→ CHECK YOUR UNDERSTANDING
a – Set down part of the passage on hope in Romans 15 word for word. Begin at the words "Story after story, prophecy" and stop after "hope. (Romans 15:13)".
b – In the passage on hope in Romans 15, why does the writer call it fitting that Paul ends the first half of the chapter with hope-filled words?

→ SELECTED EXCERPT
■ ■ ■ ■
God, through the apostle Paul, treats the reader to a flurry of hope as the letter nears the end in Romans 15. In the context of difficult relationships, where hope can be especially hard to find, he instructs those who are strong in the faith to humble themselves and love the weak, imitating Christ, who sought the good of his neighbor and did not seek to please himself.
The apostle grounds this love by going back to the Old Testament, saying, “Whatever was written in former days was written for our instruction, that through endurance and through the encouragement of the Scriptures we might have hope” (Romans 15:4). He says this of the Old Testament. When trials have risen and hope has dwindled, how often have you turned to Genesis or Leviticus, Psalms or Proverbs, Isaiah or Ezekiel?
Notice how Paul, in Romans 15, draws on various parts of the Old Testament to encourage hope. There is no place in the Old Testament where hope cannot be found. Paul quotes Deuteronomy 32 (Romans 15:10) and 2 Samuel 22 (Romans 15:9) and Psalms 18 and 117 (Romans 15:9, 11) and Isaiah 11 (Romans 15:12). The entire Old Testament, from creation to curse to promise, through the founding and fall of Israel, to the rebuilding of the temple — all of it shows and instructs us that God will do what he says he will do. All of it sings over us, “God is not man, that he should lie, or a son of man, that he should change his mind. Has he said, and will he not do it? Or has he spoken, and will he not fulfill it?” (Numbers 23:19).
Story after story, prophecy after prophecy, promise after promise, deliverance after deliverance, psalm after psalm, prayer after prayer attests to the God whose faithfulness will never fail. It is only fitting that Paul would end the first half of Romans 15 with these hope-filled words:
May the God of hope fill you with all joy and peace in believing, so that by the power of the Holy Spirit you may abound in hope. (Romans 15:13)
■ ■ ■ ■
→ INFORMATION SHOWN

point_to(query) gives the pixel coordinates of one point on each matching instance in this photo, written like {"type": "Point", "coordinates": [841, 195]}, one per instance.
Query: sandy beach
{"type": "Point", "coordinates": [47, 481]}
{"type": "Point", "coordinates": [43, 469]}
■ ■ ■ ■
→ TASK SOLUTIONS
a –
Story after story, prophecy after prophecy, promise after promise, deliverance after deliverance, psalm after psalm, prayer after prayer attests to the God whose faithfulness will never fail. It is only fitting that Paul would end the first half of Romans 15 with these hope-filled words:
May the God of hope fill you with all joy and peace in believing, so that by the power of the Holy Spirit you may abound in hope. (Romans 15:13)

b – The Old Testament's stories, prophecies, promises, deliverances, psalms and prayers all attest to the God whose faithfulness will never fail. Ending with words of hope matches that witness.